▶ **Task description**
Please copy each of the entries below word for word.

▶ **Dataset entries**
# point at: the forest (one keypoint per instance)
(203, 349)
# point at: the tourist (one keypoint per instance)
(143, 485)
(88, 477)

▶ **Task response**
# point at: the forest (one keypoint per instance)
(203, 349)
# point at: the tourist (one keypoint per instance)
(143, 485)
(88, 477)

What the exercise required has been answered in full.